[Pflichtaufgaben]
- A) Übersetze aus dem Text über die IKARUS-Omnibusse den Satz „So durften westliche Großunternehmen in Ungarn investieren.“ ins Englische.
- B) Beantworte anhand des Textes über die IKARUS-Omnibusse die folgenden Fragen:
(i) In welcher Stadt errichteten MAN und Gutehoffnungshütte über ihre Tochter ein großes Motorenwerk?
(ii) Wie groß war die Container-Packhalle, die eine ungarische Firma im Hamburger Hafen baute?
(iii) In welcher Stadt stand das IKARUS-Werk?
- C) Setze den Text über die IKARUS-Omnibusse in Hamburg und Neumünster im Anschluss an seinen letzten Satz fort.

[Ausgangstext]
Bild des Monats März 2013
IKARUS-Omnibusse in
Hamburg und Neumünster
Vor rund 40 Jahren war Hamburg Schauplatz einer kleinen Sensation im
Omnibusbau. Europa war in „West“ und „Ost“ geteilt, eine Annäherung der beiden
Machtblöcke auf dem politischen Verhandlungswege hatte gerade begonnen. Die VR
Ungarn spielte im Ostblock eine ökonomische Sonderrolle. So durften westliche
Großunternehmen in Ungarn investieren. Es gelang den bundesdeutschen
Unternehmen MAN und Gutehoffnungshütte über deren gemeinsames
Tochterunternehmen Ferrostaal AG, in der westungarischen Stadt Györ ein großes
Motorenwerk zu errichten. Zur Kompensation sollte der Absatz ungarischer
Industrieprodukte „im Westen” gefördert werden. Dazu zählten auch Omnibusse.
Hieran wollen wir mit unserem Bild des Monats erinnern. Das IKARUS-Werk in
Budapest war damals der weltweit größte Omnibushersteller, dessen Absatzmarkt
sich allerdings auf die ehemaligen RGW-Länder und die Dritte Welt
beschränkte, und wurde auf östlicher Seite zum Kooperationspartner.
Hamburg unterhielt freundschaftliche Kontakte zu Ungarn,
eine ungarische Firma errichtete zu Beginn der 1970er-Jahre im Hamburger Hafen
eine 29.000 m² große Container-Packhalle. Weitere Investitionen in Hamburg
waren laut Presseberichten vorgesehen. Hamburg wurde im Gegenzug ausersehen,
künftig Omnibusse aus ungarischer Produktion abzunehmen.

[Umrisse beschrifteter Bereiche]
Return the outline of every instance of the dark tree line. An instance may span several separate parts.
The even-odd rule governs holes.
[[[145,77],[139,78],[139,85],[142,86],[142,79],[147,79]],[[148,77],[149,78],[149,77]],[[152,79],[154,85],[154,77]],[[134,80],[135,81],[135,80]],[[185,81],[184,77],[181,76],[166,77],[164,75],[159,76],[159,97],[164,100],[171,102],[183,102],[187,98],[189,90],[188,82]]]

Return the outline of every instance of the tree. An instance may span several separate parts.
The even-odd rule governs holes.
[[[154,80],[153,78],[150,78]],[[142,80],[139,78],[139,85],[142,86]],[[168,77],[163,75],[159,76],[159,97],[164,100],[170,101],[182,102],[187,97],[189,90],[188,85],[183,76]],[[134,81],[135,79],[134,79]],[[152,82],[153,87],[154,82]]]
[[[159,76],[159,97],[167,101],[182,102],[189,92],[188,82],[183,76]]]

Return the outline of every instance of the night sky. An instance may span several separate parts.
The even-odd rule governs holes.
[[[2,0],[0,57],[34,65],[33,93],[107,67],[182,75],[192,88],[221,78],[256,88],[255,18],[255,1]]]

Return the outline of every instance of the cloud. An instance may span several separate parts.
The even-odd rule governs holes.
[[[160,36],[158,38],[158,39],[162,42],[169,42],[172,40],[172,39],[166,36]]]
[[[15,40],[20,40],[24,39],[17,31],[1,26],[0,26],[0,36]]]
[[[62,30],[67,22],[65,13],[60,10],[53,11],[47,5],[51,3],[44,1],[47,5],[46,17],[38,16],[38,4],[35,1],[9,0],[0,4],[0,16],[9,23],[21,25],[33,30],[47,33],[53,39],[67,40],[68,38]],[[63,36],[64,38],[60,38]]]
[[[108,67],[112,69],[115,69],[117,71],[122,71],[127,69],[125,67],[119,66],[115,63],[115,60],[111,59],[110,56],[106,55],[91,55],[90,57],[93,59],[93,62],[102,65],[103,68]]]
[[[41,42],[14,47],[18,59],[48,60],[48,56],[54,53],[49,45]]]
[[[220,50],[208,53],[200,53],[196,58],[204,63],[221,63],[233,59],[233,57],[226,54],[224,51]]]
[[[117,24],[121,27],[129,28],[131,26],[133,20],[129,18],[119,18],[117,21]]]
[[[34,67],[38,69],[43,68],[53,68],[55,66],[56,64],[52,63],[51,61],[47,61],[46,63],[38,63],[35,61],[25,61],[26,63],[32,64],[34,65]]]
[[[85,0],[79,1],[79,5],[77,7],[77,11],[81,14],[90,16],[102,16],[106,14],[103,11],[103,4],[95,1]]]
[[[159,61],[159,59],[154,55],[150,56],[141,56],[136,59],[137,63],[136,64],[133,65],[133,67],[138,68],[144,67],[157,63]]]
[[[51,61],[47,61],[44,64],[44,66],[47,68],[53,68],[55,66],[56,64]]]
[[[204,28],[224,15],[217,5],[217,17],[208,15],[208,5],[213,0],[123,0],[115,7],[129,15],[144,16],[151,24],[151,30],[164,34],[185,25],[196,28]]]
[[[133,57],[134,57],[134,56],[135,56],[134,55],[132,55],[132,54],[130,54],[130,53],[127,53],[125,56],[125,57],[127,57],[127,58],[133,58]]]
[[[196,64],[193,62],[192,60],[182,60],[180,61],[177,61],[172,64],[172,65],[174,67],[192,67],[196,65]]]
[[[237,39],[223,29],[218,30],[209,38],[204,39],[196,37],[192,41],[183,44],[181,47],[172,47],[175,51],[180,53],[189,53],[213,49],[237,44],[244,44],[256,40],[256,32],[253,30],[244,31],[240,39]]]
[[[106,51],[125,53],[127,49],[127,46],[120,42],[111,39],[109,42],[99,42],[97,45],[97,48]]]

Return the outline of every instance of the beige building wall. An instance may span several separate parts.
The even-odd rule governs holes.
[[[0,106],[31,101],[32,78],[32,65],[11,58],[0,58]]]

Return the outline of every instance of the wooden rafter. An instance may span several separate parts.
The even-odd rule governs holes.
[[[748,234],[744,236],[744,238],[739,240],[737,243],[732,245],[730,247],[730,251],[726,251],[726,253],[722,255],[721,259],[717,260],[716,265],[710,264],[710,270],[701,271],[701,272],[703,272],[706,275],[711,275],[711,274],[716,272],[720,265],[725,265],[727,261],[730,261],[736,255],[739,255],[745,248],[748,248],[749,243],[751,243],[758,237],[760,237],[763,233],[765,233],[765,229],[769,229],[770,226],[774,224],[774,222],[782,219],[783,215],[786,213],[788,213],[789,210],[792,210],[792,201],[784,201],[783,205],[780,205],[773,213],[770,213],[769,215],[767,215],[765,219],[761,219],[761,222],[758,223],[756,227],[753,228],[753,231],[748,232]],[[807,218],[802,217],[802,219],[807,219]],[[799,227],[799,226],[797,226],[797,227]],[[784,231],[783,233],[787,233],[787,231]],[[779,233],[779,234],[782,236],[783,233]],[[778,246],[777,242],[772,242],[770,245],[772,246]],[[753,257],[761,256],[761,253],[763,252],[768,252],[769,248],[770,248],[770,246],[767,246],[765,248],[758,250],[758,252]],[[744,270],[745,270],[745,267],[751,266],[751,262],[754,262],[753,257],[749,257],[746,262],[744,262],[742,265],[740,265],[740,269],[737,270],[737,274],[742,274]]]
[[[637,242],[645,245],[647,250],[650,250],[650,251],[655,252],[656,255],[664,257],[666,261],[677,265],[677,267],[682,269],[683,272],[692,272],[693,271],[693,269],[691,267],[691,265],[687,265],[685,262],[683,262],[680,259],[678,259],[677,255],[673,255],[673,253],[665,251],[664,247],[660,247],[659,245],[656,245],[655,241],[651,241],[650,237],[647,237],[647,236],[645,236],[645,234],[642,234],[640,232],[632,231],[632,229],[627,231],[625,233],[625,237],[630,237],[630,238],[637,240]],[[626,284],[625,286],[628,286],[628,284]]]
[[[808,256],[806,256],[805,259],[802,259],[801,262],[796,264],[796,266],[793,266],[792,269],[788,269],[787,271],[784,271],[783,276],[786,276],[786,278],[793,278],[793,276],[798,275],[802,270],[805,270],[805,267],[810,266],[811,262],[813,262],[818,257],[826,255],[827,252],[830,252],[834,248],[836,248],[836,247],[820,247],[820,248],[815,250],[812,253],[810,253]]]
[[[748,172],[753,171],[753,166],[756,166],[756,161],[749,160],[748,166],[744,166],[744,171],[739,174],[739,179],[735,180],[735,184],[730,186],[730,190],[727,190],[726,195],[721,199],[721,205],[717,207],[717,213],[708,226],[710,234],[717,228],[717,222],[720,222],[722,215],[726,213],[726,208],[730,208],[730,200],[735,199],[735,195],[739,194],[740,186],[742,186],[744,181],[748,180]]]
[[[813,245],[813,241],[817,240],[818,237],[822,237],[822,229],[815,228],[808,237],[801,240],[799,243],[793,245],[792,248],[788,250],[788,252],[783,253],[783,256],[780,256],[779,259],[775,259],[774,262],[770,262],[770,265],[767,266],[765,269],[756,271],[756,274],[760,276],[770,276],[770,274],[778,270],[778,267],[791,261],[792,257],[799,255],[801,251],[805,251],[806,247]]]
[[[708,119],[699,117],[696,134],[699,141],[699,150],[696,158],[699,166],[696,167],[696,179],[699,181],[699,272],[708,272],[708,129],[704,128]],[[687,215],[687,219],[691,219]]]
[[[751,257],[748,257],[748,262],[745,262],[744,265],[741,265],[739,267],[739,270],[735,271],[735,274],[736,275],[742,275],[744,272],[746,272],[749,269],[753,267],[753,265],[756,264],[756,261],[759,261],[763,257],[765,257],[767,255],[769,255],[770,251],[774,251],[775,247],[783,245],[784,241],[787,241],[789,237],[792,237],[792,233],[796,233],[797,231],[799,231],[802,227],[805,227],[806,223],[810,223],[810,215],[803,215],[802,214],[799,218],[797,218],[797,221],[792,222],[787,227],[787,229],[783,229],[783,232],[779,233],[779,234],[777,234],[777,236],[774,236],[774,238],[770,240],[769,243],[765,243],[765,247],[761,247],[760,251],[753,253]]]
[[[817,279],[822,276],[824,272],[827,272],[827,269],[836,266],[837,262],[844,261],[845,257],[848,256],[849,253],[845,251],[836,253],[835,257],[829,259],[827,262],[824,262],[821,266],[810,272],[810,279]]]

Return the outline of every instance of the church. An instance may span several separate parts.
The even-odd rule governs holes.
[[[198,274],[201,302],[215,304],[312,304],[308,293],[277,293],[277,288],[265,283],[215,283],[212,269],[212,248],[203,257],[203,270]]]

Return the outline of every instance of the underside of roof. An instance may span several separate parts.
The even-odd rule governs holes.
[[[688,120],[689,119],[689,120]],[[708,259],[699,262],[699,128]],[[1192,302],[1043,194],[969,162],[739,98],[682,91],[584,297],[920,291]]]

[Antworten je Aufgabe]
- A) Thus, large Western companies were permitted to invest in Hungary.

- B)
(i) In Györ im Westen Ungarns.
(ii) Sie war 29.000 m² groß.
(iii) In Budapest.

- C)
Die
Hamburger Hochbahn AG (HHA), die über jahrzehntelange Erfahrungen im Omnibusbau
verfügte und maßgeblich an der Entwicklung des VÖV-Standardlinien-Omnibusses
beteiligt war, konnte wertvolle Unterstützung bei der Konstruktion eines an die
westeuropäischen Verhältnisse angepassten Omnibustyps leisten. Im Frühjahr 1970
wurde die (damalige) HHA-Tochter „Gesellschaft für Verkehrsberatung und
Verfahrenstechniken mbH” (GVV - heute Hamburg-Consult), durch einen
Beratungsvertrag in das Projekt eingebunden. Auf ungarischer Seite stand
das Außenhandelsunternehmen MOGÜRT, das die Verbindung zum IKARUS-Werk
herstellte.
Vereinbart war, dass zwei Probewagen vom Typ IKARUS 190 -
die die bundesdeutschen Vorgaben für VÖV-Standardlinienbusse erfüllten - im
IKARUS-Werk entwickelt und gebaut werden. Von den Probewagen sollte dann ein
Wagen in Hamburg unter Praxisbedingungen erprobt werden. Ziel war es, für
diesen Fahrzeugtyp die Zulassung durch das Kraftfahrbundesamt zu erlangen. Der
zweite Wagen verblieb in Budapest, um Änderungen an diesem Omnibus aufgrund der
in Hamburg gewonnenen Erfahrungen sofort durch das Herstellerwerk umsetzen zu lassen
und diese dann erneut zu erproben.
Nicht alle Komponenten für einen Standardomnibus waren in Ungarn
herstellbar, so dass u.a. auch die Unternehmen Westinghouse (Bremsen), Webasto
(Heizung) und Kiekert (Türen) mit in dieses Projekt eingebunden werden mussten.
Den einzubauenden Motor stellte das ungarische Motorenwerk RÁBA nach einer
MAN-Lizenz her. Für Entwicklung und Bau plante man rund ein Jahr.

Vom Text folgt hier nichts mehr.